** DOCUMENT SEGMENT **
American Realty Investors, Inc. (NYSE:ARL), a Dallas-based real estate investment company, reported a net loss applicable to common shares of ($46.3) million or ($4.13) per diluted earnings per share, for the nine months ended September 30, 2009, as compared to a net income applicable to common shares of $38.3 million or $3.64 per diluted earnings per share for the same period ended 2008.

In addition, the Company reported a net loss applicable to common shares of ($10.2) million or ($.92) per diluted earnings per share, as compared to a net loss applicable to common shares of ($8.5) million or ($.80) per diluted earnings per share for the three months ended September 30, 2009, as for the same period ended 2008.

Comparison of the three months ended September 30, 2009 as compared to the same period ended 2008

Property operating expenses decreased by $2.1 million as compared to prior year period which by segment is a decrease in the apartment portfolios of $0.3 million, commercial portfolio of $1.2 million, hotel portfolio of $0.5 million and land and other portfolio of $0.1 million. Within the apartment portfolio, decreases came from same properties, which decreased $0.7 million, and developed properties increased by $0.4 million. Within the commercial properties, the same properties decreased $2.4 million and the acquired properties increased $1.2 million.

Other income decreased $2.5 million as compared to the prior year period. The majority of the decrease is from the gains on our disposition of our investment in the Korean REIT in 2009.

Earnings from unconsolidated subsidiaries increased $2.8 million as compared to the prior year period. The increase is attributable to the lack of activity within the entities. In the prior year period, these entities had large non-recurring gains from the sale of properties.

Discontinued operations for the three months ended September 30, 2009, relates to four properties sold, a shopping center and office building held for sale. The gains from the sales are included in the 2009 discontinued operations. In addition, we recognized the deferred gain on the sale of a building sold 2002 and the deferred gain from collection of two note receivables in accordance with the requirements per SFAS No. 66. The discontinued operations for 2008 relates to 31 income producing properties of which 27 were sold in 2008 consisting of 20 apartments, three commercial buildings, four hotels. There were three apartments and one commercial property sold, and an office building and a shopping center held for sale during 2009.

Comparison of the nine months ended September 30, 2009 as compared to the same period ended 2008

Rental and other property revenues increased by $5.8 million as compared to the prior year period which by segment was an increase in the apartment portfolio of $9.5 million and an increase in the commercial portfolio of $2.1 million, offset by a decrease in the hotel portfolio of $3.5 million, a decrease in the land portfolio of $1.6 million and a decrease in the other portfolio of $0.7 million. Within the apartment portfolio, the increase was attributable to a $10.8 million from developed properties in the lease up phase and $0.9 million from newly acquired properties, offset by a $2.2 million decrease in the same property portfolio. Within the commercial portfolio, the increase was attributable to a $3.3 million increase from newly acquired properties and a $1.2 million decrease from the same properties.

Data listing
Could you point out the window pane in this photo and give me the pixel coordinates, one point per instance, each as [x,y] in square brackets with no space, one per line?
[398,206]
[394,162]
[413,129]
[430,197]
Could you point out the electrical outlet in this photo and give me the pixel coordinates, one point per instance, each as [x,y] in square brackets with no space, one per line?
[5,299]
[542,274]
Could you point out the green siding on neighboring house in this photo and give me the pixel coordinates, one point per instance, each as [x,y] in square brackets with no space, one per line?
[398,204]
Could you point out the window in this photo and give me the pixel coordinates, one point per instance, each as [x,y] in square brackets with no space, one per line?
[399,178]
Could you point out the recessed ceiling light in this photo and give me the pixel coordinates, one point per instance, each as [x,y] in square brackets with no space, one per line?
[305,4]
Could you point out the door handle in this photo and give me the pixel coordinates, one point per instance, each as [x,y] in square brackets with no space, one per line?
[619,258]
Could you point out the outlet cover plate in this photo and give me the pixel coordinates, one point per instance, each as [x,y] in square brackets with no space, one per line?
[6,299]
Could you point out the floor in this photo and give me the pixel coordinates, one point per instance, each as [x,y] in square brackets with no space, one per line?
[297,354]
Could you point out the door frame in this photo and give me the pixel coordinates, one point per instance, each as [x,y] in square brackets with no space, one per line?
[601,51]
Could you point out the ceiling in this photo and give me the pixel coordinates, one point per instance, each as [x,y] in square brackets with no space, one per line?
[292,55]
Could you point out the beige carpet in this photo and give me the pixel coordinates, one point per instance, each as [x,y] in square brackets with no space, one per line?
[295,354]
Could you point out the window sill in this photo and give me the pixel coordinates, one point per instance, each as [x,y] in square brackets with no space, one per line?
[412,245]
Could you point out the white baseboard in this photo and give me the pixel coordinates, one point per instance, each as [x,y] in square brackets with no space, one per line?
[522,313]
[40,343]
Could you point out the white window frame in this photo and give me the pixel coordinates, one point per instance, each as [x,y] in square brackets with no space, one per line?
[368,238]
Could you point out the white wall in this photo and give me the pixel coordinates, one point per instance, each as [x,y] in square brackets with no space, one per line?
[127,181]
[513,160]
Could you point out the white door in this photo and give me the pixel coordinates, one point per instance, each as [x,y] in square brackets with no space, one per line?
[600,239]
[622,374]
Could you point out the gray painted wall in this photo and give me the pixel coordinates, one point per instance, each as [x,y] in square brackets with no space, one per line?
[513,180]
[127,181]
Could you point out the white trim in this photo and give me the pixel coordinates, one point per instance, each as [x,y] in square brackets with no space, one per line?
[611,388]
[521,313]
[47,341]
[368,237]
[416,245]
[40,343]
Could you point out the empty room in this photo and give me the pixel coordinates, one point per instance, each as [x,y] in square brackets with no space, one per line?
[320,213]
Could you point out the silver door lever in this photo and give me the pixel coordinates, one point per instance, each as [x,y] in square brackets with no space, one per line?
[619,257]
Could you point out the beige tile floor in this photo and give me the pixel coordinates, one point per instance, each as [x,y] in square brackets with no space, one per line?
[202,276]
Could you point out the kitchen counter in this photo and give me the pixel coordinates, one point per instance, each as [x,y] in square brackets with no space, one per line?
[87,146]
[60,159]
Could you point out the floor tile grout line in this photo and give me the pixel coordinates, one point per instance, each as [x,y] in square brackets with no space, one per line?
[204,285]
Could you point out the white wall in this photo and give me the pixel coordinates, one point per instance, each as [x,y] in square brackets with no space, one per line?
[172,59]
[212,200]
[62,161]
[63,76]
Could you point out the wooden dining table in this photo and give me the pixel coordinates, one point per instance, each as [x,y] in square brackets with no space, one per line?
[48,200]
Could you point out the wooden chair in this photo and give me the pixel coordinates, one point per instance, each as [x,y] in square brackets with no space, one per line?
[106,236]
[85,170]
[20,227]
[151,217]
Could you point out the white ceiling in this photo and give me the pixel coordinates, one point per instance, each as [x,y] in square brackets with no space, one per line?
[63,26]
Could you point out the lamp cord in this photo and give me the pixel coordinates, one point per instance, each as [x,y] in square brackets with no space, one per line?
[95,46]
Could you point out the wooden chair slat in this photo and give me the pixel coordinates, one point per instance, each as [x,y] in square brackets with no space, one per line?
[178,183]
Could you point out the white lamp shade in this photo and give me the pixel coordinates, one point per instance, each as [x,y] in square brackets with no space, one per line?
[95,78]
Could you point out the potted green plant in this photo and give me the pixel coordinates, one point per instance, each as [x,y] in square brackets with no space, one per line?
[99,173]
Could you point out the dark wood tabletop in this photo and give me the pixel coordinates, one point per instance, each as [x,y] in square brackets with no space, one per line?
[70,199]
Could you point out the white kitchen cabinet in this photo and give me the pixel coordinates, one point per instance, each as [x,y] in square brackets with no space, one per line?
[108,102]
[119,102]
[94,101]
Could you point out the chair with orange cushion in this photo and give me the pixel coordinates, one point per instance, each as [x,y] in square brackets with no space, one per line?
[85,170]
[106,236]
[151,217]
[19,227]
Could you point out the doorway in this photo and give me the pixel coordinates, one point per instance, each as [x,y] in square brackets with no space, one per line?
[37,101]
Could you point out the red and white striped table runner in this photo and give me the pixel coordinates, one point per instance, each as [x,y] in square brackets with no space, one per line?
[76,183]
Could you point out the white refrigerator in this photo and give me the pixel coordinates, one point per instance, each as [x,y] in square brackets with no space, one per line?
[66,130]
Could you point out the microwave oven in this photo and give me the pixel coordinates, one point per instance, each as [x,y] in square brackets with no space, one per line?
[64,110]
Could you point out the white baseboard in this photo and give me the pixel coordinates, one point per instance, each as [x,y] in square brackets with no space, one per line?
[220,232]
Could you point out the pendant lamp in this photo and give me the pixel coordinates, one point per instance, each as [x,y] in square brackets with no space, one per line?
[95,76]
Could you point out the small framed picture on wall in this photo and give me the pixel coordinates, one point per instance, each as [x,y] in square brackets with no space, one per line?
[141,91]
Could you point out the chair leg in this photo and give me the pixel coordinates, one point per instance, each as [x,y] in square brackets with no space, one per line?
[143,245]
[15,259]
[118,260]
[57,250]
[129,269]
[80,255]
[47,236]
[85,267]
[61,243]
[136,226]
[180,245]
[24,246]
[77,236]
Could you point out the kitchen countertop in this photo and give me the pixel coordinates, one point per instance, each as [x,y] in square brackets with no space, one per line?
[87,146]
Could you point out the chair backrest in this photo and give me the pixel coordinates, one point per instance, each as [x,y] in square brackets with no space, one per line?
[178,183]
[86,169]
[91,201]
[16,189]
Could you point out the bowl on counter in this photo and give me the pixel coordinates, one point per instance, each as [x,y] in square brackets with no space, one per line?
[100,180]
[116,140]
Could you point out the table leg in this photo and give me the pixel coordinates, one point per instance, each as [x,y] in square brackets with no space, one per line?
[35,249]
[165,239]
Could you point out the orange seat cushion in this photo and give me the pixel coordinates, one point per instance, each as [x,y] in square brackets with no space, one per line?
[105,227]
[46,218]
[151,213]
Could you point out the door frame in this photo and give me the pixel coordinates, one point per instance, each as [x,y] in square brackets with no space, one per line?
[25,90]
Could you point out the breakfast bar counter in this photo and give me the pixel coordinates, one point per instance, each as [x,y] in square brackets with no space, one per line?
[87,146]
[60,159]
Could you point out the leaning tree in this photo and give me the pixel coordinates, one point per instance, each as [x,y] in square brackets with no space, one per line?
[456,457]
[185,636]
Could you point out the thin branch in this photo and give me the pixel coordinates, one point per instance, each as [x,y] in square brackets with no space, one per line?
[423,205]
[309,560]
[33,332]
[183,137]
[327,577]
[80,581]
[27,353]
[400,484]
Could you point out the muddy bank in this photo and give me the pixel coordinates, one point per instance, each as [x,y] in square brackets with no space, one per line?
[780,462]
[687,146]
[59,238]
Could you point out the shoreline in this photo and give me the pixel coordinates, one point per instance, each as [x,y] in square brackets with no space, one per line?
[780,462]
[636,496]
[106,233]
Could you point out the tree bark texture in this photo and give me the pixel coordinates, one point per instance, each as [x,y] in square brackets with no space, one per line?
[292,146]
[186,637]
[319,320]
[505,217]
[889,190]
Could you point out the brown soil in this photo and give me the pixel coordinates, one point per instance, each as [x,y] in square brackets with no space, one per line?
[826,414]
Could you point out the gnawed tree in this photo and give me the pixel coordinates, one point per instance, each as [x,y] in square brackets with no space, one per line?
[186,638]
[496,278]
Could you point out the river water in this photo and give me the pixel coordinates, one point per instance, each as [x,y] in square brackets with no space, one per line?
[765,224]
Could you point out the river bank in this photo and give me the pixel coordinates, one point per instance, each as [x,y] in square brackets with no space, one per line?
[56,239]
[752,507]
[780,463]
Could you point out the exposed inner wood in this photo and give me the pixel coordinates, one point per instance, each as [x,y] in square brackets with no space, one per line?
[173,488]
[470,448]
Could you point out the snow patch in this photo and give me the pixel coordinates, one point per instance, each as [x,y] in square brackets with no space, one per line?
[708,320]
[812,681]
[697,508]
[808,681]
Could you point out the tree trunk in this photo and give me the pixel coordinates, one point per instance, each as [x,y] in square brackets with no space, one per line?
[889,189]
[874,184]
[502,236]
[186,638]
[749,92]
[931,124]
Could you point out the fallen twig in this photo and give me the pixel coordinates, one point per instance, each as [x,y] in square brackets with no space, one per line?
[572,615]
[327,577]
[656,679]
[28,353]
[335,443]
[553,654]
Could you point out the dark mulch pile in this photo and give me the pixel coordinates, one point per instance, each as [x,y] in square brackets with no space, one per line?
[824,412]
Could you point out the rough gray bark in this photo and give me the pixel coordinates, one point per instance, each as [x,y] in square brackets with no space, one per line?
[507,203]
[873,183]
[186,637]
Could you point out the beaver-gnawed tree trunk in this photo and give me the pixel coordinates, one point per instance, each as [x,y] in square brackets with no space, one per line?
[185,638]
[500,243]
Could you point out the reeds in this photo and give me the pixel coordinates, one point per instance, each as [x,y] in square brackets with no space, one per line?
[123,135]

** SET TASKS **
A - In the earnings report, what was the net loss per diluted share applicable to common shares for the nine months ended September 30, 2009?
B - Please turn the paragraph of the earnings report that begins "Property operating expenses decreased by $2.1 million" into a short bulleted list that keeps its figures.

** ANSWERS IN ORDER **
A - ($4.13) per diluted share.

B -
- Total property operating expenses: down $2.1 million from the prior year period
- Apartment portfolio: down $0.3 million (same properties down $0.7 million, developed properties up $0.4 million)
- Commercial portfolio: down $1.2 million (same properties down $2.4 million, acquired properties up $1.2 million)
- Hotel portfolio: down $0.5 million
- Land and other portfolio: down $0.1 million